> _WORK TO COMPLETE_
If a record contains a picture, drop the picture and copy everything else exactly.
::: DATASET RECORDS :::
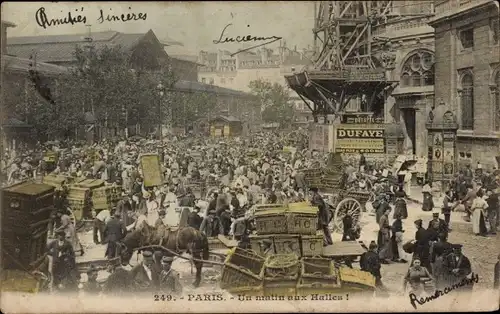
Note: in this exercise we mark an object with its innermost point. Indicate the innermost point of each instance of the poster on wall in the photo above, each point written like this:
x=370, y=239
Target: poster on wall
x=437, y=140
x=360, y=138
x=437, y=168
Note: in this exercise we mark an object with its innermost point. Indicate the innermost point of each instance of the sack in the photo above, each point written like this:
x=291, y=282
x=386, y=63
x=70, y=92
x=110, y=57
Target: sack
x=409, y=247
x=460, y=208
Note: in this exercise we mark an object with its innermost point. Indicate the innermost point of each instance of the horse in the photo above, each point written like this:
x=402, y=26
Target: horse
x=183, y=239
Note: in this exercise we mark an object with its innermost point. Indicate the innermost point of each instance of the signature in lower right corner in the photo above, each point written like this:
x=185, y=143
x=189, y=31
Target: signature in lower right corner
x=414, y=300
:::
> _EXERCISE RESULT_
Note: in this exercise we mark an object with its innermost point. Indicate the innermost point of each instance of the poster on wall in the photo above, each point written like this:
x=370, y=239
Target: poster on wall
x=437, y=140
x=360, y=138
x=437, y=168
Note: in this exercise we mark an object with its innermost point. Indicate the innermost point of each instance of the sack in the photo above, each point written like this:
x=291, y=282
x=386, y=63
x=70, y=92
x=110, y=57
Target: sack
x=409, y=247
x=460, y=208
Note: in this exercise we mark an object with its innermost point. Indicate the innermost point of each instance of the horse in the photo above, each point written like this:
x=402, y=26
Target: horse
x=183, y=239
Note: in this exercise we mark an object with its innermost point. Indicate the innermost point of each instance of the signature in lower right corner in the photo above, each point written like this:
x=185, y=143
x=189, y=31
Target: signature in lower right corner
x=414, y=300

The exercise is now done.